GIVEN INSTRUCTION.
Reproduce, word for word, the passage of the antenna forum thread starting at "Change the whole" and ending at "you use all.".

DOCUMENT EXTRACT.
+---+

# Forum Home Renovation Television, Computers & Phones  Upgrading or Downgrading an Antenna?

## Salem

Hi, since buying our home 2 years ago it was always on the cards to replace our aerial which had pieces missing and bits dangling around in the wind. I've recently bought RG6 cabling, ftype connectors and wall plates and keen to get started to give this all a bit of an overhaul. I also just bought an antenna from Jaycar that I thought would be safe and the specs looked good for my area. 
The only bit thats made me stop and question the job at hand is the size of the existing antenna. I live in the Penrith region and I currently have a rather large antenna on a 10 metre mast. There's also other homes around the are that have similar antennas. I know the signal strength/quality is only as good as the antenna itself and dont want to muck this up. I want to do this once properly.  
Without understanding the specs does anyone know whether going from something like this:    
to something like this is a disadvantage to me?  Digimatch VHF/UHF X-type Colinear 27 Element Receives Band 3, 4, and 5 (Channel 6-12 and 28-69) - Jaycar Electronics 
FYI - after a bit of tweaking I've got the signal strength to be really good and considering its on a 4 way splitter I'm really happy. Would just seem backwards to upgrade all the cabling and leave an old tattered aerial up on the roof as well. Keen to replace but not if its at a loss to me.  
Thanks - appreciate any input.

----------


## SirOvlov

Change the whole lot over, you have a 4 way splitter but ar 
e all ends connected? each one that is lowers db by 5, so you may be ok now but not when you use all.

----------


## oldtrack123

> Hi, since buying our home 2 years ago it was always on the cards to replace our aerial which had pieces missing and bits dangling around in the wind. I've recently bought RG6 cabling, ftype connectors and wall plates and keen to get started to give this all a bit of an overhaul. I also just bought an antenna from Jaycar that I thought would be safe and the specs looked good for my area. 
> The only bit thats made me stop and question the job at hand is the size of the existing antenna. I live in the Penrith region and I currently have a rather large antenna on a 10 metre mast. There's also other homes around the are that have similar antennas. I know the signal strength/quality is only as good as the antenna itself and dont want to muck this up. I want to do this once properly.  
> Without understanding the specs does anyone know whether going from something like this:    
> to something like this is a disadvantage to me?  Digimatch VHF/UHF X-type Colinear 27 Element Receives Band 3, 4, and 5 (Channel 6-12 and 28-69) - Jaycar Electronics 
> FYI - after a bit of tweaking I've got the signal strength to be really good and considering its on a 4 way splitter I'm really happy. Would just seem backwards to upgrade all the cabling and leave an old tattered aerial up on the roof as well. Keen to replace but not if its at a loss to me.  
> Thanks - appreciate any input.

  
HI 
One little problem
They are for different SIGNAL polarities [horizontal or vertical]as shown, but  simple to change orientation
You should check the signal polarity when the change to DIGITAL is made in your area 
I would expect it will be the same polarity as you now have !!.

+---+

SUPPLIED ENTRIES.

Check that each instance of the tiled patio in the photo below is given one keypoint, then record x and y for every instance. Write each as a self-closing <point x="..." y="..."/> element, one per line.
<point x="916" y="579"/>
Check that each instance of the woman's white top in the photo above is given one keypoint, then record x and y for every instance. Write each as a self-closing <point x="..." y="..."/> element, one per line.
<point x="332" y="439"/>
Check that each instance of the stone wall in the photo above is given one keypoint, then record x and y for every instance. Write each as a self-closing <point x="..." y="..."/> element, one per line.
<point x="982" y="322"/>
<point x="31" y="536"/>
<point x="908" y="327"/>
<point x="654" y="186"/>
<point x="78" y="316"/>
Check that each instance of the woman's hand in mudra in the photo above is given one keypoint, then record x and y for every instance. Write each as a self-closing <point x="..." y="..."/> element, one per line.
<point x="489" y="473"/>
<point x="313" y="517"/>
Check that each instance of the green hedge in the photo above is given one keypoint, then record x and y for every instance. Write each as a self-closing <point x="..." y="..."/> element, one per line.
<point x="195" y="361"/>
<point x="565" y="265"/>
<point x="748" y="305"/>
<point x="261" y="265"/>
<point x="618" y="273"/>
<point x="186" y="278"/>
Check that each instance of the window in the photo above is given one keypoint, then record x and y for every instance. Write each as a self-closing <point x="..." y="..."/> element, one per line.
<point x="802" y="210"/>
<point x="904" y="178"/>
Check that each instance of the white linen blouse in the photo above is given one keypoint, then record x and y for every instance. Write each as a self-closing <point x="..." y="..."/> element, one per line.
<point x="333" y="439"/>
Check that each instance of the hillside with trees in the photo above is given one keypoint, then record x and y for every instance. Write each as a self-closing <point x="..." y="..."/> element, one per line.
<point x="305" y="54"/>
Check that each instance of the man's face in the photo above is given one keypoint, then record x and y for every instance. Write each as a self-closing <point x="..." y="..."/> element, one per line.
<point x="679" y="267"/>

+---+

THE RESULT.
Change the whole lot over, you have a 4 way splitter but ar 
e all ends connected? each one that is lowers db by 5, so you may be ok now but not when you use all.